» REQUIRED ACTIONS:
1 > According to the passage on inter-professional education in India, who takes part in inter-professional educational experiences?
2 > Can you carry the passage on inter-professional education in India forward, beginning right after its final sentence?

» EXCERPT PROVIDED:
______________________________

In India despite the large infrastructure and attention to need to provide healthcare needs, the public sector actually provides only about 20 per cent of actual care services. The balance of care is provided by private hospitals and practitioners according to a report published in Insight by ISB. Considering the huge population of India and with increasing prevalence of chronic diseases, advancement in health care technology, and growing complexity of health care delivery has made it virtually impossible for a clinician practicing alone to maintain the knowledge and the skills required for providing optimal care. In this context there is a need for coordination of multiple healthcare professionals in clinical setting and hence Inter-Professional Education (IPE). Inter-professional educational experiences address team building and collaborative inter-professional care and involves students, faculty, and other members of different health professions in a variety of settings, including shared teaching and learning environments. However the concept of inter-professional education in India is in nascent stage or I can say nil. Hence, there is a need for redesigning health professions education process which requires a substantive and sustained commitment to the implementation of inter-professional education across the full spectrum of major health care disciplines.

______________________________

» DATA LISTING:
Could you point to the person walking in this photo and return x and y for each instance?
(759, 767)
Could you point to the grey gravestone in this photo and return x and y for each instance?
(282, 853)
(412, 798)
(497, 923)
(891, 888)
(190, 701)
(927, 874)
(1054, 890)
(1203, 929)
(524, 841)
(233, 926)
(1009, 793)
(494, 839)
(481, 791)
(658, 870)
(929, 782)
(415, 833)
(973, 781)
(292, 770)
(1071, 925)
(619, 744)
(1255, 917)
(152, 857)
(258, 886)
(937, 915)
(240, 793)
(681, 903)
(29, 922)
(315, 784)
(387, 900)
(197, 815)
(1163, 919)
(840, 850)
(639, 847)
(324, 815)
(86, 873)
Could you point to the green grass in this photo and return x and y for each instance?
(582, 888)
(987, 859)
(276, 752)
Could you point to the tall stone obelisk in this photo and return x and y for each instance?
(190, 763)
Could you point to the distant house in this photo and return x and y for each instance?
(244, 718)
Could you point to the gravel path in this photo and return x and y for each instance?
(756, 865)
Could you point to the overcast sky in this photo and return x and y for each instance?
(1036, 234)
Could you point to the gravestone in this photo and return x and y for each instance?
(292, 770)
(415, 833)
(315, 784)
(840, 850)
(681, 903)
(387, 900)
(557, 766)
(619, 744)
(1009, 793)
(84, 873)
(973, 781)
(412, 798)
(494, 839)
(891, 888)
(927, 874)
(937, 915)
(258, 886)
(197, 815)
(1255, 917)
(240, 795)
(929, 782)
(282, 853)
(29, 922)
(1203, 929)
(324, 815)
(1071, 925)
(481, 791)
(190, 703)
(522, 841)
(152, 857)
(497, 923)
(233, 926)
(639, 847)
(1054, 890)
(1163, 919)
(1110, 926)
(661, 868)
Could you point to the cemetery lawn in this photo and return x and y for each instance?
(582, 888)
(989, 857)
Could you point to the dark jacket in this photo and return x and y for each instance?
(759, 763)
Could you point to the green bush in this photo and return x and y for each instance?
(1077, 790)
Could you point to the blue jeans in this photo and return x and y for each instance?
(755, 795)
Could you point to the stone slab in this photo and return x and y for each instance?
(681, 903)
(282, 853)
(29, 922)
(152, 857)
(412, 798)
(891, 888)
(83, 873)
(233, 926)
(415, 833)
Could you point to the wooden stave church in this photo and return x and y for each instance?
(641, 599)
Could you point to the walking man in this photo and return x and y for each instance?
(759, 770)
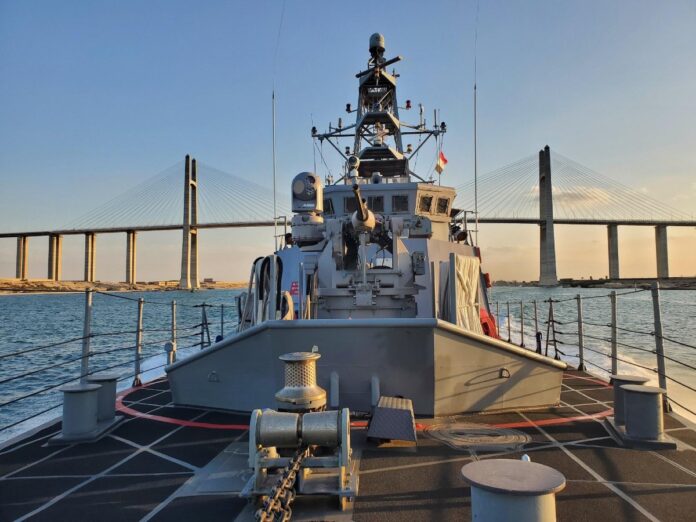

______________________________

» ANSWERS TO THE TASKS:
1 >
- Students
- Faculty
- Other members of different health professions

2 >
A model for development of IPE
To implement inter-professional education there is a need to bring the concerned organizations from medical, dental, nursing, pharmacy, public health and policy makers under one umbrella to form a working group with committed members for developing a common vision for how the respective professions could combine their unique abilities to deliver patient-centered team-based care, promote efforts to reform health care delivery and financing in line with that vision, and foster meaningful inter-professional learning experiences to support team-based care of the future.
Core competencies for IPE and practice
Core competencies for inter-professional education collaborative practice, contains recommendations on inter-professional core competencies for health professions students, delineated by four content domains, to provide integrated, high-quality care to patients within the nation’s evolving health care system.
Ethics
Inter-professional practice requires working with individuals of other professions to maintain a climate of mutual respect and shared values. These values has to place the interests of patients and populations at the centre of IP health care delivery and respect the unique cultures, values, roles/responsibilities and expertise of other health professions.
Roles/responsibilities
Learning to be inter-professional requires an understanding of how professional roles and responsibilities complement each other in patient-centered and community/population oriented care. People during inter-professional practice need to recognize one’s limitations in skills, knowledge, and abilities and communicate with team members to clarify each member’s responsibility in executing components of a treatment plan or public health intervention.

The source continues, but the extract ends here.